> _Data for this exercise_
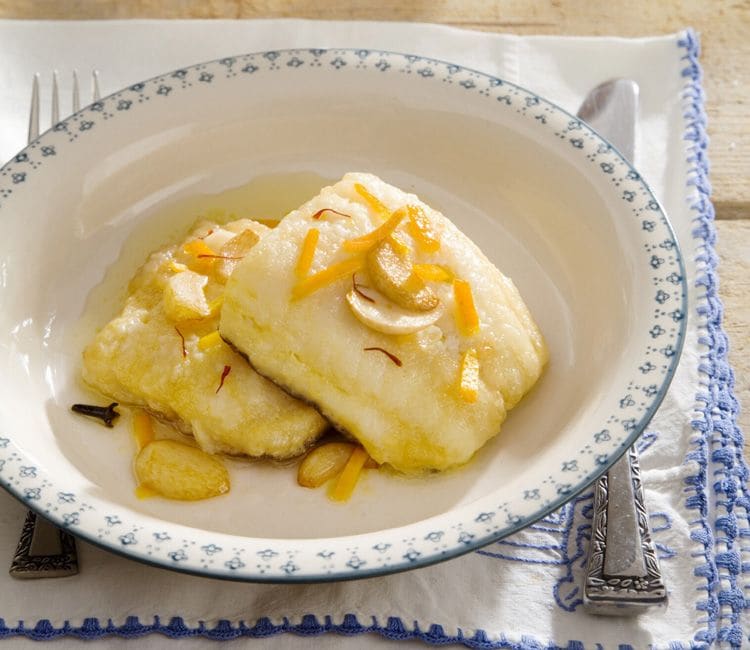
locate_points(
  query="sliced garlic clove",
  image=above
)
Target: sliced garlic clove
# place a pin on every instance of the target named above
(232, 252)
(382, 315)
(184, 298)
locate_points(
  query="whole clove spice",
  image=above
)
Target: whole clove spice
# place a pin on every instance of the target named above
(106, 414)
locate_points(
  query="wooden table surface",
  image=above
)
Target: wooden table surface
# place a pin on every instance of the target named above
(724, 26)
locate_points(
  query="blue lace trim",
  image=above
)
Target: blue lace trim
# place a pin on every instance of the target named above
(718, 445)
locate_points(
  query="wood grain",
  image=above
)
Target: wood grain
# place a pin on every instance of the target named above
(724, 26)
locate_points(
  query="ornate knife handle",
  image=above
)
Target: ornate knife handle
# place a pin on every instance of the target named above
(623, 575)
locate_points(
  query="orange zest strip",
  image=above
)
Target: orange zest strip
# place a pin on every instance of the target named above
(467, 318)
(372, 201)
(143, 429)
(202, 253)
(374, 237)
(307, 253)
(209, 340)
(433, 273)
(350, 475)
(469, 382)
(320, 213)
(325, 277)
(422, 229)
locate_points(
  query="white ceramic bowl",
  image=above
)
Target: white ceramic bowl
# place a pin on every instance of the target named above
(550, 202)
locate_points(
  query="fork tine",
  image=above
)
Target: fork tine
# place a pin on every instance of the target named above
(55, 100)
(76, 93)
(34, 111)
(95, 80)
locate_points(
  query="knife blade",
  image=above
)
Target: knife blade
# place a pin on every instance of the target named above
(623, 573)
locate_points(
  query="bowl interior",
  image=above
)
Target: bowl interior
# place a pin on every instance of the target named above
(541, 214)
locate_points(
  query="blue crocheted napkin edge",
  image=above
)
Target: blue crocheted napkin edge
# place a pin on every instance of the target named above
(718, 449)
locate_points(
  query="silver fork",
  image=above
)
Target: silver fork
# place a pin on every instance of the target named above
(45, 551)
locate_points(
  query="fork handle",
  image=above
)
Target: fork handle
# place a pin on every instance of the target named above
(623, 575)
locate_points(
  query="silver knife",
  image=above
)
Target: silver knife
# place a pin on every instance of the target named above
(622, 574)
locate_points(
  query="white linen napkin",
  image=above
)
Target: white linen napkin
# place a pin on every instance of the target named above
(523, 592)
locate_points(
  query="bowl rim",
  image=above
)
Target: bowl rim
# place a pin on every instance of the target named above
(458, 548)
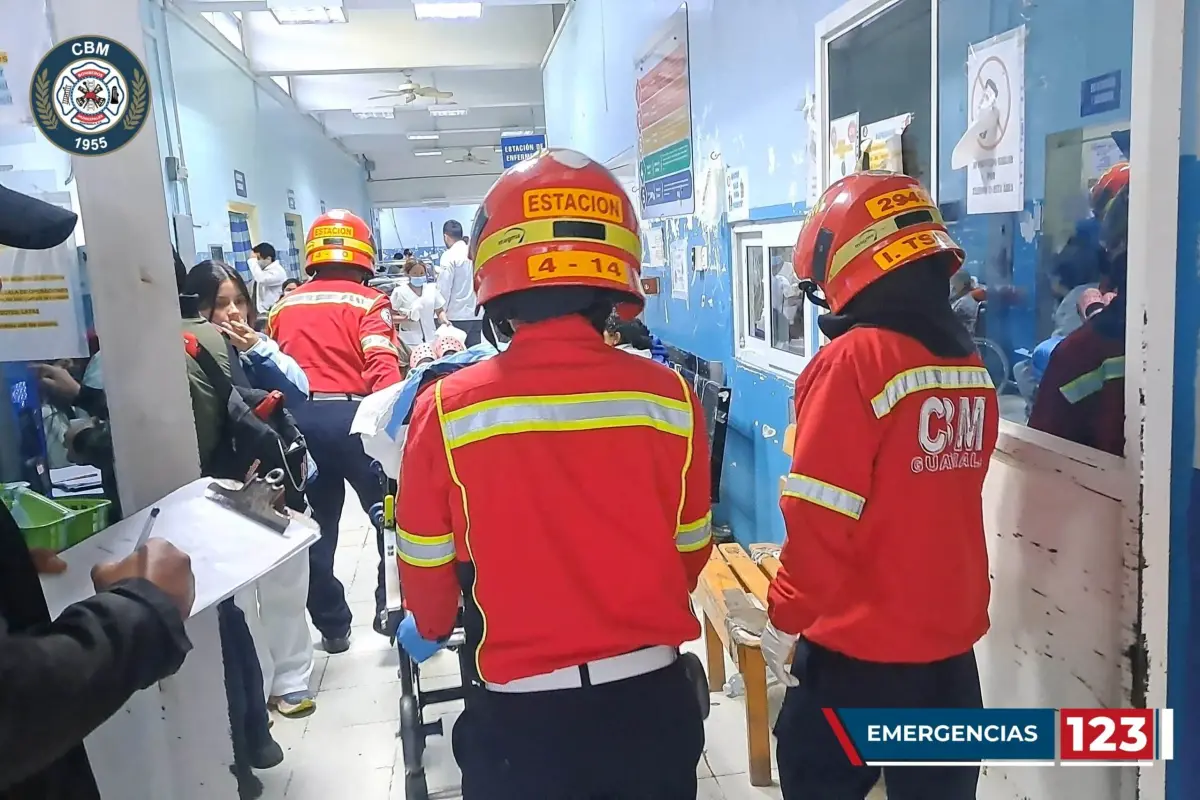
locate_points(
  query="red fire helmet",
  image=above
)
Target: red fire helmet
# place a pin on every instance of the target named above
(1114, 179)
(557, 220)
(340, 238)
(865, 226)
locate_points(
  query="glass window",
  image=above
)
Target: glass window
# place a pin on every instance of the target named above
(879, 91)
(1045, 269)
(774, 319)
(787, 325)
(755, 319)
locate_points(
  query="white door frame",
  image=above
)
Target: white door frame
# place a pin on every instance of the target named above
(1157, 90)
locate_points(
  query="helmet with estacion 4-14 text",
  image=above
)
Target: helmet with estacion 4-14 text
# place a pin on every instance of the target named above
(557, 220)
(340, 239)
(862, 228)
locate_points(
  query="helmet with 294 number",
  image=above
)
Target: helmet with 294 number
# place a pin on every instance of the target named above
(862, 228)
(557, 220)
(340, 238)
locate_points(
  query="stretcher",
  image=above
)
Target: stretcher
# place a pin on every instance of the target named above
(414, 728)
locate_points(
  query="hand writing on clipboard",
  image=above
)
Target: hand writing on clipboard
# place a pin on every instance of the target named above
(156, 560)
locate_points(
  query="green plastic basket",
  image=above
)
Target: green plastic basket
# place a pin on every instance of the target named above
(89, 517)
(42, 521)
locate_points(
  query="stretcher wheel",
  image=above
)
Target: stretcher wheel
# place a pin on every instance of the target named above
(415, 788)
(412, 733)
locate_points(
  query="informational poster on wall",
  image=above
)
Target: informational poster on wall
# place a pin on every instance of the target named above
(679, 269)
(737, 193)
(41, 301)
(844, 151)
(995, 143)
(882, 143)
(664, 122)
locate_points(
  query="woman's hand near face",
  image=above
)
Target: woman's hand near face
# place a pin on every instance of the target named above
(240, 334)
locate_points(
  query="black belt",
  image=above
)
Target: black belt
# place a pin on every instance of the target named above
(328, 396)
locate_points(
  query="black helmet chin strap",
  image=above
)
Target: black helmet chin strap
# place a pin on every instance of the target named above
(813, 292)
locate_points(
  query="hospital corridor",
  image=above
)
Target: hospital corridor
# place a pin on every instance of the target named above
(599, 400)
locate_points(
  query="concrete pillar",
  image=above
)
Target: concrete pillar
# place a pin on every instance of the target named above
(171, 741)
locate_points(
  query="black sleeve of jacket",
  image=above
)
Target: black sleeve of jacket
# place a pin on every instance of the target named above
(59, 681)
(93, 401)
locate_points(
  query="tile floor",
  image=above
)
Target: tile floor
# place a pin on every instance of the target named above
(348, 749)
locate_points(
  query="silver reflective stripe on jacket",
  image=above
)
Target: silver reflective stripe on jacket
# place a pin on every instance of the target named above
(924, 379)
(825, 495)
(589, 411)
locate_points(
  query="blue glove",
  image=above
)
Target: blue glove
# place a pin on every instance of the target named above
(414, 644)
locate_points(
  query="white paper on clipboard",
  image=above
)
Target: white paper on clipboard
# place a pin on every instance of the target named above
(228, 551)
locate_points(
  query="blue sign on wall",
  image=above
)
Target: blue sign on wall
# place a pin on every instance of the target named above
(1101, 94)
(515, 149)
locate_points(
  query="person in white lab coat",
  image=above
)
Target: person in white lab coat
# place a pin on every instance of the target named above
(418, 306)
(456, 282)
(269, 278)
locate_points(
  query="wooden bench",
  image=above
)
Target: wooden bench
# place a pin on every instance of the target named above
(732, 596)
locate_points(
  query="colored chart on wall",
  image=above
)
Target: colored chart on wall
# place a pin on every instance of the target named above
(664, 122)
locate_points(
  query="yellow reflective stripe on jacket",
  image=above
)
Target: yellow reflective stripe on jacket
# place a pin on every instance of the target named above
(924, 379)
(695, 535)
(827, 495)
(585, 411)
(425, 551)
(377, 342)
(1090, 383)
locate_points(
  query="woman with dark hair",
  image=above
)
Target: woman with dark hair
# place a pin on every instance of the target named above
(223, 299)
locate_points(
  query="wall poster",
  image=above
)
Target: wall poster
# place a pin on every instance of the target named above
(996, 109)
(664, 122)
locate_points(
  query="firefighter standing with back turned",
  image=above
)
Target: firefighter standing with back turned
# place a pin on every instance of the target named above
(340, 331)
(883, 581)
(576, 591)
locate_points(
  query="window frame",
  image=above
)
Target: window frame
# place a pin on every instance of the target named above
(1087, 467)
(756, 353)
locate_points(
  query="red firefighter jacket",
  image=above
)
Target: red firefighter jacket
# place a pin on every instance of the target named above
(574, 481)
(1081, 395)
(885, 558)
(341, 335)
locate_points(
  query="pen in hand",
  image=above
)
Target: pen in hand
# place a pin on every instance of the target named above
(145, 529)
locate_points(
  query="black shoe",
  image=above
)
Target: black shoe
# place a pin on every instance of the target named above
(335, 644)
(250, 787)
(268, 756)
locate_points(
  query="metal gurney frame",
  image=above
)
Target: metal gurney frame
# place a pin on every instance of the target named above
(414, 729)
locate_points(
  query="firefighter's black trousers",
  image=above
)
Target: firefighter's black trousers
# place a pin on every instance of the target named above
(636, 739)
(811, 763)
(340, 459)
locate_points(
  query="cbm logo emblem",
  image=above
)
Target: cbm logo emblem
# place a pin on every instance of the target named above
(90, 96)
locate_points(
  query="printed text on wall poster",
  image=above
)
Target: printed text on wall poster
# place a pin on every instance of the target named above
(664, 122)
(996, 80)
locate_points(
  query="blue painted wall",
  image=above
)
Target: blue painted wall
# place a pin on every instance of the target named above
(1183, 642)
(751, 71)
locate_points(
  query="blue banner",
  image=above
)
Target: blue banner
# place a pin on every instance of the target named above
(939, 735)
(1099, 94)
(515, 149)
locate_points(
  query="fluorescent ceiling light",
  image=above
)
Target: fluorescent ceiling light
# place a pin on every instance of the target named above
(299, 12)
(448, 10)
(376, 114)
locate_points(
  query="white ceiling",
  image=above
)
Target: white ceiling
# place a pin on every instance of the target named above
(492, 65)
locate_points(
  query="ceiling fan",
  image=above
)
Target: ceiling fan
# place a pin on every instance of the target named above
(411, 90)
(469, 158)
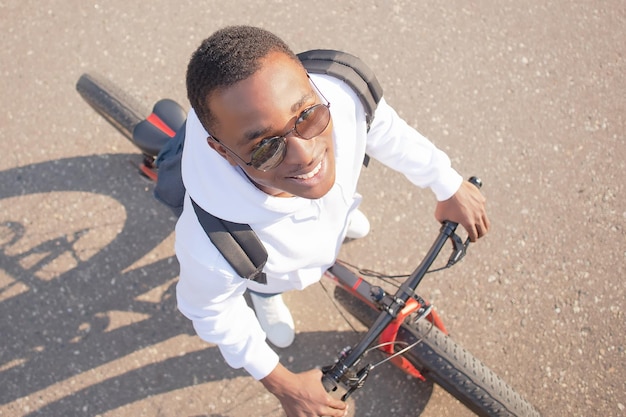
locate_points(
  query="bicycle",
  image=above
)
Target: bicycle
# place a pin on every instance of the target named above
(402, 325)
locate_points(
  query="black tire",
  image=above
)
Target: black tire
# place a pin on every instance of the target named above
(111, 102)
(441, 360)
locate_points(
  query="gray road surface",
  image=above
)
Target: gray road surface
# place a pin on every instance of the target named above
(530, 95)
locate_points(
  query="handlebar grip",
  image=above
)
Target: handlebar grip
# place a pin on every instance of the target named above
(476, 181)
(329, 383)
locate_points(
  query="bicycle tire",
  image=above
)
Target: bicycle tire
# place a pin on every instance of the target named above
(443, 361)
(118, 108)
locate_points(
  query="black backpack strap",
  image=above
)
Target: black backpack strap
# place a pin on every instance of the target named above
(237, 242)
(349, 69)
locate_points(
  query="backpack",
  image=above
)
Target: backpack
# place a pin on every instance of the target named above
(237, 242)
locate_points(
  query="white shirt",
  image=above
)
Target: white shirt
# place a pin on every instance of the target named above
(302, 236)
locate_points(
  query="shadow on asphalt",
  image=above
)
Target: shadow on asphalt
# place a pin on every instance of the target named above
(60, 340)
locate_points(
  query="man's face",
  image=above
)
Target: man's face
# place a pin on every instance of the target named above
(268, 104)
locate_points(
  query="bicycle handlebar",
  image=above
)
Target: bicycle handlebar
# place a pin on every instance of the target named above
(335, 373)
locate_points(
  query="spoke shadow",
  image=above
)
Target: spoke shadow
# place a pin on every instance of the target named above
(65, 352)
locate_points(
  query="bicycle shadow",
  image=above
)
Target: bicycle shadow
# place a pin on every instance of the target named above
(89, 340)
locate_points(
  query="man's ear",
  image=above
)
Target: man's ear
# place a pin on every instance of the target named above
(220, 150)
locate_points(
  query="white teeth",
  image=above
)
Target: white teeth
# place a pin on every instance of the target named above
(310, 174)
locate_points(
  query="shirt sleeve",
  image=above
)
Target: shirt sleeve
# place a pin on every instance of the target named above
(211, 296)
(400, 147)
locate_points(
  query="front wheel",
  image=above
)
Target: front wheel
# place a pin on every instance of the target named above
(441, 360)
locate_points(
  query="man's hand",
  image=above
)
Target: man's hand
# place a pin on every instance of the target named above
(467, 208)
(303, 395)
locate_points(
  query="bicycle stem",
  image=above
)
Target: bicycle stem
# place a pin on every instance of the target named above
(336, 373)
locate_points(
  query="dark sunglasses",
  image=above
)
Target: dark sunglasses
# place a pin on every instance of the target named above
(270, 152)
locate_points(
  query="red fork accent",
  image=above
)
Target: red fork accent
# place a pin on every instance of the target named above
(391, 332)
(161, 125)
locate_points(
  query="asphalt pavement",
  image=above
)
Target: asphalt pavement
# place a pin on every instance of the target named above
(528, 95)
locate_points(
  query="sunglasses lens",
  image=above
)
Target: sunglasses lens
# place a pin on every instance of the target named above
(269, 154)
(313, 121)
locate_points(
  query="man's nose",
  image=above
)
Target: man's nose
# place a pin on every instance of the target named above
(299, 151)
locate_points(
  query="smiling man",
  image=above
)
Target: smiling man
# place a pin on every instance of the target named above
(270, 146)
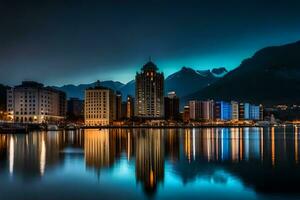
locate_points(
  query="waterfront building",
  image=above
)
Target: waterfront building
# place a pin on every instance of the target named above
(195, 110)
(130, 107)
(99, 106)
(254, 112)
(149, 92)
(75, 107)
(234, 110)
(246, 111)
(186, 114)
(124, 110)
(31, 102)
(261, 112)
(118, 106)
(171, 105)
(241, 111)
(207, 110)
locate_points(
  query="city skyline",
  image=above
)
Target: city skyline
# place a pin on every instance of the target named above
(50, 41)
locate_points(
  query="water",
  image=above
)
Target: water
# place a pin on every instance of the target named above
(215, 163)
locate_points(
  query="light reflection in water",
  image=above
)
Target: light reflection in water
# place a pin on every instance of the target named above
(188, 154)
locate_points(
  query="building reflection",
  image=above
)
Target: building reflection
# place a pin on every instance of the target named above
(190, 152)
(149, 159)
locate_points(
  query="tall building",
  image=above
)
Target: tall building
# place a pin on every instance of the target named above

> _The exercise_
Pick out every line of the records above that contains the word "fluorescent", copying each one in full. Case counts.

> _Task result_
  query="fluorescent ceiling light",
Target: fluorescent ceiling light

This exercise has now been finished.